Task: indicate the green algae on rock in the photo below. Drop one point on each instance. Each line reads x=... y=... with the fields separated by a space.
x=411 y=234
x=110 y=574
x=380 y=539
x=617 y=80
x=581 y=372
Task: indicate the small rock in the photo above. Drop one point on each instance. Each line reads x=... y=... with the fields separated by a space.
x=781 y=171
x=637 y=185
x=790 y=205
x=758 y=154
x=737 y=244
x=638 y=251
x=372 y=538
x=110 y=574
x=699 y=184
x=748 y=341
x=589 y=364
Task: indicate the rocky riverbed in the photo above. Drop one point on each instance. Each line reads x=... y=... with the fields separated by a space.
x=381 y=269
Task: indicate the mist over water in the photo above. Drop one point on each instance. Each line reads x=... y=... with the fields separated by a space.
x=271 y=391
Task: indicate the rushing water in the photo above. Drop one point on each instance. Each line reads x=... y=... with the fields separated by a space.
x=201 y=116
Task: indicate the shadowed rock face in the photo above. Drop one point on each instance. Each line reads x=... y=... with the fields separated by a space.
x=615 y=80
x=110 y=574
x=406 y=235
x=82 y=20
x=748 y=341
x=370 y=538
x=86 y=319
+---+
[GOAL]
Reproduce all of the data above line for line, unchanged and in the same order.

[FULL OUTPUT]
Task: indicate the green algae on rock in the photo below. Drop one point on each instance. Each line reads x=... y=... with the fields separated by a space.
x=411 y=234
x=110 y=574
x=380 y=539
x=617 y=80
x=581 y=372
Task: indicate the small rock in the photo above. Drop one point on each instance. Each line reads x=... y=... with the fields separated by a space.
x=781 y=171
x=637 y=185
x=790 y=205
x=758 y=154
x=737 y=244
x=638 y=251
x=372 y=538
x=110 y=574
x=699 y=184
x=748 y=341
x=589 y=364
Task: indicate the rocky riverbed in the photo above. Drop one point on each instance. Each line reads x=... y=... with the fields separated by a space.
x=381 y=269
Task: indicate the mist over water in the photo above. Drop one point on each instance. Each line reads x=... y=... with the fields separated by a space.
x=271 y=391
Task: indicate the rushing water in the photo above. Drop one point on each instance. Each line reads x=... y=... with the fields separated by a space.
x=201 y=116
Task: indicate the shadowed rock face in the photo above. Drop one point on each instance. Each line reads x=... y=... with the fields separated by a space.
x=615 y=80
x=110 y=574
x=406 y=235
x=82 y=20
x=748 y=341
x=370 y=538
x=86 y=319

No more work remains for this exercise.